- Using the information
1. According to the excerpt on military responses to the Arab uprisings, which country hosts America's Fifth Fleet?
2. Reproduce the stretch of the excerpt on military responses to the Arab uprisings from "The military, with" through "gradual, substantive reform.", copied word for word.

- Excerpted text
⟨

Egypt’s military leadership came to the same conclusion that South Korea’s did in the 1980s and Indonesia’s did in the 1990s: The country’s top leader had suddenly changed from an asset to a liability.
The military, with its business enterprises, to say nothing of its American aid and high-tech arms, required a transition that would let it retain power while allowing Washington to herald gradual, substantive reform.
In Bahrain, on the other hand, the military seems to have concluded that adapting to change would do them no good — that the protesters were far too great a threat to their very command of society. So the country that acts as host to America’s Fifth Fleet decided to ignore President Obama’s advice, which it regarded as assisted suicide.
None of this came as much of a surprise to the White House, which last summer, at President Obama’s request, began examining the vulnerability of these regimes and more recently began examining what makes a transition to democracy successful.

⟩

- Supplied entries
⟨

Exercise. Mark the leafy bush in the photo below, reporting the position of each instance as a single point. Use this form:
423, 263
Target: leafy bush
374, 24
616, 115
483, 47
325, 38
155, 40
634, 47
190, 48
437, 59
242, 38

⟩

- Answers to the exercises
1. Bahrain

2.
The military, with its business enterprises, to say nothing of its American aid and high-tech arms, required a transition that would let it retain power while allowing Washington to herald gradual, substantive reform.